Task requirements -
Please format as a JSON list of strings the lines of the items from the line containing "You are given a photograph. Your task: indicate the white" through the end of the items, one string per line, leaving out blank lines.

** Start **

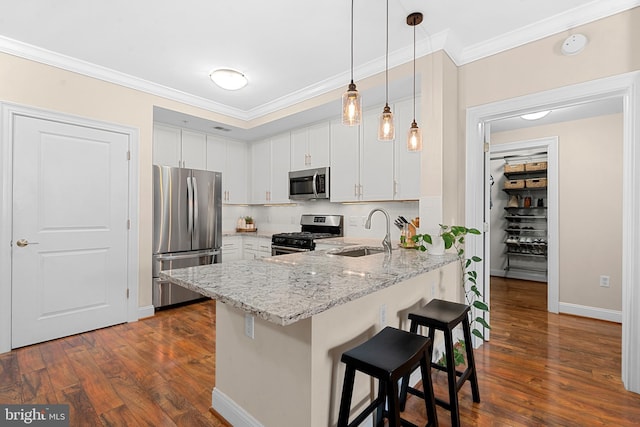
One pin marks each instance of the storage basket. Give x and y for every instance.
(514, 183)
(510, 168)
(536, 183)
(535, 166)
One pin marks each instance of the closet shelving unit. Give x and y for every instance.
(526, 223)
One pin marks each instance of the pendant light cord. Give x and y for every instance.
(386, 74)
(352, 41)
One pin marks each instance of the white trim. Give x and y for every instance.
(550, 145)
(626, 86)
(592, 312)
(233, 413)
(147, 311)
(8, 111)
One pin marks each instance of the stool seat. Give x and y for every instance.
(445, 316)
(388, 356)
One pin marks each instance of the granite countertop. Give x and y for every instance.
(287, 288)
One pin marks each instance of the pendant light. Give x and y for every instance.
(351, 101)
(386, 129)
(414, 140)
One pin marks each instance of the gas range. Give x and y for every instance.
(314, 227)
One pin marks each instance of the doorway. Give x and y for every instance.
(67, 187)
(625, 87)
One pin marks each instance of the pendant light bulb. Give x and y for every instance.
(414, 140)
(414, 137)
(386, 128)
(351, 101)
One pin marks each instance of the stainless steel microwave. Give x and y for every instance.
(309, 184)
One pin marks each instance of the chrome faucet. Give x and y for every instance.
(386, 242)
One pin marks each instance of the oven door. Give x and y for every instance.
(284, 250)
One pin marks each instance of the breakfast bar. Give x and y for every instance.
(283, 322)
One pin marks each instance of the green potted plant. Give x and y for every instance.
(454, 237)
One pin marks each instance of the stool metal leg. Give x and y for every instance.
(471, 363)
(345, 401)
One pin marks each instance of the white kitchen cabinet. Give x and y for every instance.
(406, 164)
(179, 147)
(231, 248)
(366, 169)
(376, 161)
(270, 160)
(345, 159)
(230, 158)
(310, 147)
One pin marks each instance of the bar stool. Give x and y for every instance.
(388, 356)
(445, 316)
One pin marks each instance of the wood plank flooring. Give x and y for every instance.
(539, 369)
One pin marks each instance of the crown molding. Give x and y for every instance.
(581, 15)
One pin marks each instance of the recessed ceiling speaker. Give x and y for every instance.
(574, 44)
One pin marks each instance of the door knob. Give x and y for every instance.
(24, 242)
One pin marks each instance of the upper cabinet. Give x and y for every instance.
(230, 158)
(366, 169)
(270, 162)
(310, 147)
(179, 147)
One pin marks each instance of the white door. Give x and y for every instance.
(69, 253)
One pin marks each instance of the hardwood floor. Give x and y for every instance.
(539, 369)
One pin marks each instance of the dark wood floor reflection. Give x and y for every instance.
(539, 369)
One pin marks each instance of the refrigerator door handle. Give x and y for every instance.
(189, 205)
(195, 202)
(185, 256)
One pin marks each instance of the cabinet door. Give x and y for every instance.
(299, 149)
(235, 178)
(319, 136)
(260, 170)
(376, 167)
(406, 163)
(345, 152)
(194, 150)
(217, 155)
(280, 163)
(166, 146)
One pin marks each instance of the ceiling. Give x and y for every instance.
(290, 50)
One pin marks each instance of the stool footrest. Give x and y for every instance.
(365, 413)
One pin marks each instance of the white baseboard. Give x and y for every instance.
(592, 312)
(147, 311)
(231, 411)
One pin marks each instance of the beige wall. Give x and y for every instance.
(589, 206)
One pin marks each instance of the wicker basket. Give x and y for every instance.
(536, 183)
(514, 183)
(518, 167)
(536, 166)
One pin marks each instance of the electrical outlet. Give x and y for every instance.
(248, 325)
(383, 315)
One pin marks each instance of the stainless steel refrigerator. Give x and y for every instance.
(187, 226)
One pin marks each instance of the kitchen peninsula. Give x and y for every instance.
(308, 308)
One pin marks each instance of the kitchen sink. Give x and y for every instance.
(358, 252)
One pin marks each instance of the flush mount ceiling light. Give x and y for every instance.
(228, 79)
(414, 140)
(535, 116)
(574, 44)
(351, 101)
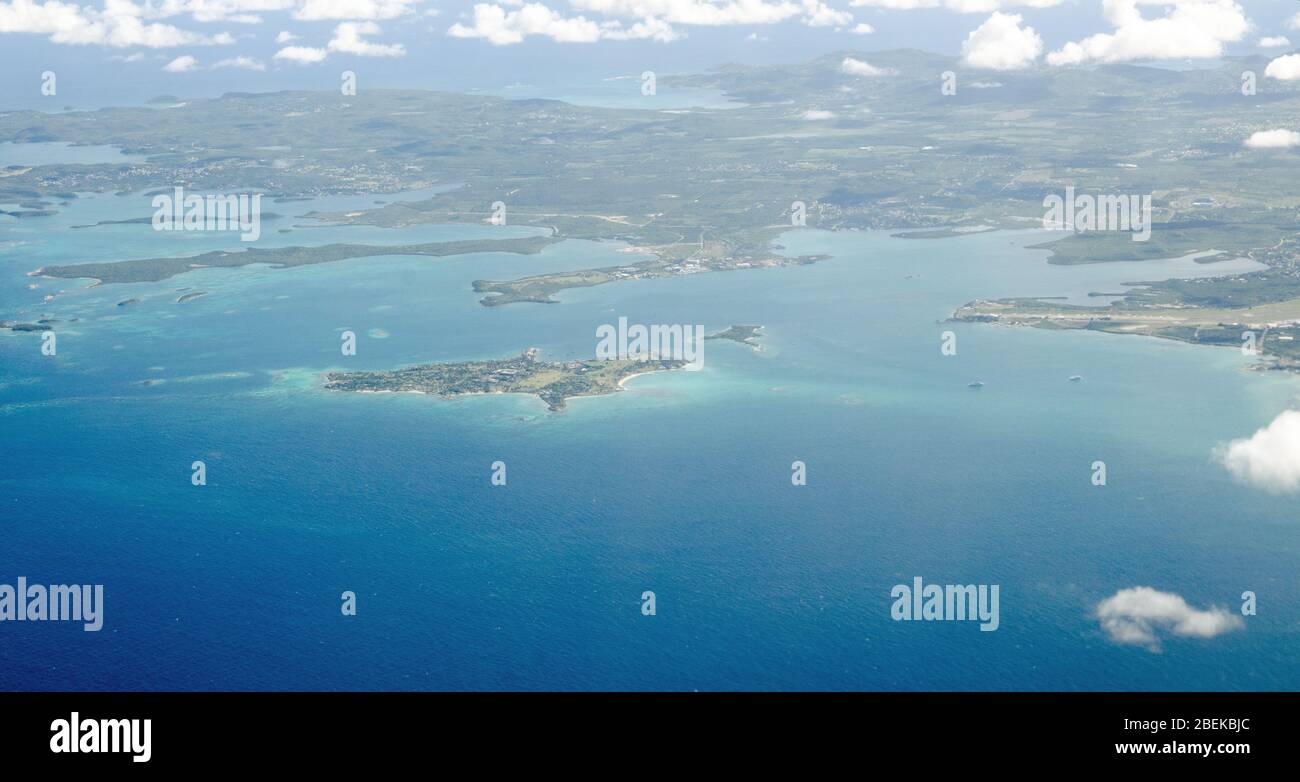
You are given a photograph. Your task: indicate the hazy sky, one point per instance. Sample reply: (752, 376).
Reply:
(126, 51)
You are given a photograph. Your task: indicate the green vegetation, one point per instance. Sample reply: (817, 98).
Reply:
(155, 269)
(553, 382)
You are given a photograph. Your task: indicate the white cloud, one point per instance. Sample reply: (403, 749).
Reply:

** End **

Correct output -
[
  "You are given a photograph. Your task: indicate the white cloud, one point per instance. Sample reply: (403, 749).",
  "Reply:"
]